# Task directions:
Rewrite every line of the listing below as a Markdown table with the columns Row and Line, numbering the rows in order and leaving out any blank lines.

# Given records:

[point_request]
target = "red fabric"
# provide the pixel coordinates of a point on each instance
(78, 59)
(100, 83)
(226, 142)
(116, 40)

# Right answer:
| Row | Line |
|---|---|
| 1 | [point_request] |
| 2 | target = "red fabric" |
| 3 | # provide the pixel coordinates of a point on each instance |
| 4 | (78, 59) |
| 5 | (100, 83) |
| 6 | (226, 142) |
| 7 | (116, 40) |